» Problem requirements
Retype, without alteration, each line from the line containing "Expected: for each instance of the white eave" to the final line of the records.

[Saved data entries]

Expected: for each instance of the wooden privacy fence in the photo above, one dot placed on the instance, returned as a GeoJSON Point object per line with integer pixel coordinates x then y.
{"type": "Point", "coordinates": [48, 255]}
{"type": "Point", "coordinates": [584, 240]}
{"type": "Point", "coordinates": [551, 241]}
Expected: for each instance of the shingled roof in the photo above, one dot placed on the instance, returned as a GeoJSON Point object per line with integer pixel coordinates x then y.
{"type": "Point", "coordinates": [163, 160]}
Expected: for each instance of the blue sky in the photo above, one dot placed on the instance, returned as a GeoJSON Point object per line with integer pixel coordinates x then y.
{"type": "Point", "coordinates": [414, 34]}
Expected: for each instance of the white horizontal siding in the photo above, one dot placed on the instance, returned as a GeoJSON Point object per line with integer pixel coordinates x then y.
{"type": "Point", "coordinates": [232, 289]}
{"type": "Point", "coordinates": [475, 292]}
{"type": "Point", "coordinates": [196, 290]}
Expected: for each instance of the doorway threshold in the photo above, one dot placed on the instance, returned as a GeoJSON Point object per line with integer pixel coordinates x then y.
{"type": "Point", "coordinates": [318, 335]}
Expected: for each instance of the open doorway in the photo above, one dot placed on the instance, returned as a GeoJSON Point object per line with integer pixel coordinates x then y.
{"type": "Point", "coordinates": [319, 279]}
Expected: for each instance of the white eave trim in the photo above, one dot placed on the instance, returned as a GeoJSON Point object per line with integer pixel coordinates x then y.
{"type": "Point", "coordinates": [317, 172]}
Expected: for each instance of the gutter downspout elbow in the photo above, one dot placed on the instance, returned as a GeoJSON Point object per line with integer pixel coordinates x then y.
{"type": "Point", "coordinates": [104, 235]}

» Response below
Expected: for each instance of the white eave trim in the photo above, one dot placed on the instance, returned as a GeoJSON Point object per line with integer pixel coordinates x then y.
{"type": "Point", "coordinates": [317, 172]}
Expected: for each instance of the gutter downspout elbow in the photo above, one dot placed on the instance, returned as a GeoJSON Point object per line with integer pixel coordinates x then y.
{"type": "Point", "coordinates": [104, 235]}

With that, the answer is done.